• REQUIRED ACTION 1: Translate this sentence from the interview with William Joslyn into Spanish: "Full stomachs, a sense of security and a sense that they are loved are three basics that my staff and I would never turn our backs on."
• REQUIRED ACTION 2: In the interview with William Joslyn, turn the paragraph beginning "Joslyn is currently director of human resources" into a short bulleted list that keeps its main facts.
• REQUIRED ACTION 3: According to the interview with William Joslyn, in what year did Joslyn begin his career, and in what job?

We first heard about William Joslyn from teacher Toni Giarnese. She said that Joslyn, an administrator at Torrington Public Schools in Connecticut, never forgot what it’s like to be a teacher. So we decided to find out more.
Joslyn is currently director of human resources for Torrington, a district serving about 4,600 students. But he began his career in 1979 as an elementary school teacher. He’s since served as an assistant principal, principal and director of special education—among other jobs.
Why did you become an educator?
From a young age, I was drawn to teaching and remember “teaching” neighborhood children. I have memories of long summer days of drawing diagrams in the dirt, “experimenting” with household items, observing insects and collecting specimens. There was always a special thrill in sparking an interest in others and watching them run with it. When I finally got the chance to actually teach, there was no thrill quite like when students were interested, engaged and learning in my classroom.
What is the single largest challenge in your district?
The largest challenge is and always has been meeting the needs of all students, whose needs sometimes are basic human requirements. Full stomachs, a sense of security and a sense that they are loved are three basics that my staff and I would never turn our backs on.
How would you describe your district’s diversity efforts?
When I arrived, I had so much to learn. We used to laugh about ours being the Liberty Island of schools. Give us your tired, your poor, your huddled masses. ... Will you host a district bilingual class? Sure. Will you host a classroom to transition emotionally challenged students? Sure. Will you host a district autistic program? Why not. The staff thought I was crazy but never said no.
If money were no object, what would be the three most important tools you’d need to do your job?
Teachers, teachers, teachers.
Why would parents want to send their children to your district’s schools?
Parents see [school personnel] demonstrating that we care about each and every child. Sometimes it is just being in front of the school at the beginning and end of each day and chatting personally about their children. It might be a staff member drying the tears of a child. It might be a phone call to a parent during dinnertime just to say hi and say that their child had a great day at school. It is not about one thing you do, it is about everything you do.

• EXTRACTED RECORDS:
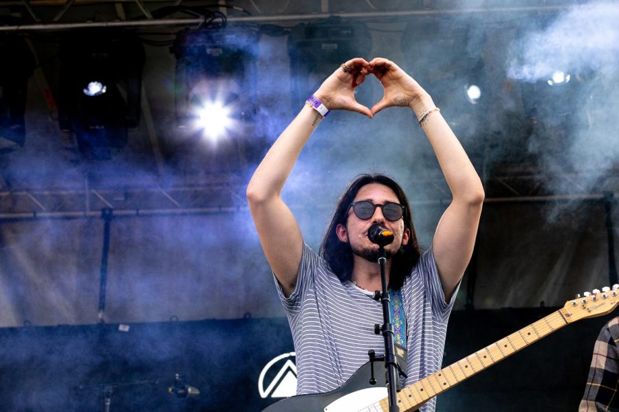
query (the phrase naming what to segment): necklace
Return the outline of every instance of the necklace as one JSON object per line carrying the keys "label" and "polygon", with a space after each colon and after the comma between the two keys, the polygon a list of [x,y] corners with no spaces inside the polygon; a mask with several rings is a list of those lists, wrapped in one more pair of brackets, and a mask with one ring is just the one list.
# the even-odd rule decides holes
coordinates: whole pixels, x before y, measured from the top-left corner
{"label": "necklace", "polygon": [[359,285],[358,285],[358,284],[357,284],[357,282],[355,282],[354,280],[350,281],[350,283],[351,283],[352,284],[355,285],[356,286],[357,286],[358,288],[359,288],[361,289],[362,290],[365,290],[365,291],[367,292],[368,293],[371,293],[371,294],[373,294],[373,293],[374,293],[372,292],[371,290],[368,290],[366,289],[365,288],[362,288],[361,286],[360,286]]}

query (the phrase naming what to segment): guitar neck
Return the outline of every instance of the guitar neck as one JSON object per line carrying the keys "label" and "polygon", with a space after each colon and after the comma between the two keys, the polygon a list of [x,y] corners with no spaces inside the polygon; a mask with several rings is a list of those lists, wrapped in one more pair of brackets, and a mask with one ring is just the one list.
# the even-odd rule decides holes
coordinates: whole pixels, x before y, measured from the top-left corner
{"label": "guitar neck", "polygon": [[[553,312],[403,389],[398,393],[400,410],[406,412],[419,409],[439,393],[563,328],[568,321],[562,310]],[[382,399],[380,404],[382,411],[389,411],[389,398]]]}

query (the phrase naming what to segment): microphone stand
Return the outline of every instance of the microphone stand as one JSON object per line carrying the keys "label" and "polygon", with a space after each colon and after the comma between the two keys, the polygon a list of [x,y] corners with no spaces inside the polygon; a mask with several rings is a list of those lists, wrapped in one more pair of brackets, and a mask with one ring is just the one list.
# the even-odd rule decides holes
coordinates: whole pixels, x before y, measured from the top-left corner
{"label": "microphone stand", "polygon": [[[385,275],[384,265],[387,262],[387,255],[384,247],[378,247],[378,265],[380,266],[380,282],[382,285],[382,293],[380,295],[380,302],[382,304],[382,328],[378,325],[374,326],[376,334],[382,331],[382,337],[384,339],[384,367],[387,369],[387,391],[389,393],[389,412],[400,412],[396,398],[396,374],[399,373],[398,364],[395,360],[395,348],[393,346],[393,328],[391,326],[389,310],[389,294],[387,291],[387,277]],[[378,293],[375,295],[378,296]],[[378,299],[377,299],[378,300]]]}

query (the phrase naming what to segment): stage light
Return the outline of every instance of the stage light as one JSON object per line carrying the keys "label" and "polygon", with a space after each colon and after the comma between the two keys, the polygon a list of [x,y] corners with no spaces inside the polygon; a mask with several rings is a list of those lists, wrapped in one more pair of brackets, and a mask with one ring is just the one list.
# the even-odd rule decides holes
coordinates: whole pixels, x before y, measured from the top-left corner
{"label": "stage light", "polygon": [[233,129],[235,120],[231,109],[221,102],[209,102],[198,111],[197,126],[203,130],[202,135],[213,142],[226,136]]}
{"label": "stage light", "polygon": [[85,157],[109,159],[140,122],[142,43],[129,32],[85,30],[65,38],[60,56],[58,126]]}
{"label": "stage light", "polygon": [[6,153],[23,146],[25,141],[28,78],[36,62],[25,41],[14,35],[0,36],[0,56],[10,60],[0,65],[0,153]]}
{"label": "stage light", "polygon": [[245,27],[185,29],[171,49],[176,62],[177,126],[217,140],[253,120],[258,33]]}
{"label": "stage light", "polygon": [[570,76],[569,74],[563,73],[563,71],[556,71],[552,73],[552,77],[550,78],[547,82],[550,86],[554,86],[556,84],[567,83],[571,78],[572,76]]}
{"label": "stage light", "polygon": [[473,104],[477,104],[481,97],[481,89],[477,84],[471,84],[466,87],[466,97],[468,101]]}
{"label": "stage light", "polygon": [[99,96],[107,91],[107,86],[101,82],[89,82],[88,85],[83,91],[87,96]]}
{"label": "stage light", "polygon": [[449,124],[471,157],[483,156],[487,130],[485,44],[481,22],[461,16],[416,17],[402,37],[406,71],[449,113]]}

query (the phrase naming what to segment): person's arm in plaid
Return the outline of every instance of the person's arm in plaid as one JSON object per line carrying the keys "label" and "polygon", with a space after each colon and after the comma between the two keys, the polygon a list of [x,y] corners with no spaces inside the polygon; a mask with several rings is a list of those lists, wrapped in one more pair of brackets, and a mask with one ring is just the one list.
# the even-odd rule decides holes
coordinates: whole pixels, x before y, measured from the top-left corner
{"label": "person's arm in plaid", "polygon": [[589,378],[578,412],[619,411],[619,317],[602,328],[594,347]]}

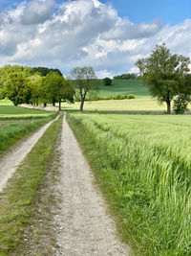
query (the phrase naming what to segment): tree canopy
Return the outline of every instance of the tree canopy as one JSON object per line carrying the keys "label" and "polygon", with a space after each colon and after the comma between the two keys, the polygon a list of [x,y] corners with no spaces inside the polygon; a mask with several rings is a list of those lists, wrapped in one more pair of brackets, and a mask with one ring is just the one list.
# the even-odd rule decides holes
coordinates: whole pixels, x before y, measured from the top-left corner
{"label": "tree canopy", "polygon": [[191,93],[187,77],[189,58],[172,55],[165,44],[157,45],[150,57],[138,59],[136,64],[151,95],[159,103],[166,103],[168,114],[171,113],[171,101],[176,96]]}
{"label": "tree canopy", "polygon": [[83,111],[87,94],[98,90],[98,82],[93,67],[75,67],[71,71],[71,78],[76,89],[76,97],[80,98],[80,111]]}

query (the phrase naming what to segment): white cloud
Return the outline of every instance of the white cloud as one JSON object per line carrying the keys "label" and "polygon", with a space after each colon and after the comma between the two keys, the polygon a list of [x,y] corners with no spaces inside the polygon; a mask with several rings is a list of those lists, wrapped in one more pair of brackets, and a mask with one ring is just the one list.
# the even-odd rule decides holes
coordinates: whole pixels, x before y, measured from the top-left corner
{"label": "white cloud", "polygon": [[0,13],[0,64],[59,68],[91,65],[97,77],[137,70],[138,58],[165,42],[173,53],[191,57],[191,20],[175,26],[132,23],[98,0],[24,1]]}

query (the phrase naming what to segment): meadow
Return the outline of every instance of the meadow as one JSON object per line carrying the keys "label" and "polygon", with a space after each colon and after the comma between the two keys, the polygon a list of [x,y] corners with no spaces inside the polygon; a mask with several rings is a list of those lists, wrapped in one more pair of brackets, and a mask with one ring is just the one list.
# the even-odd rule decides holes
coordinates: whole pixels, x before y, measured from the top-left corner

• OUTPUT 1: Estómagos llenos, una sensación de seguridad y la sensación de que son amados son tres necesidades básicas a las que mi personal y yo nunca les daríamos la espalda.

• OUTPUT 2:
- Current role: director of human resources for Torrington, a district of about 4,600 students
- Career start: elementary school teacher in 1979
- Later roles: assistant principal, principal and director of special education, among others

• OUTPUT 3: He began in 1979 as an elementary school teacher.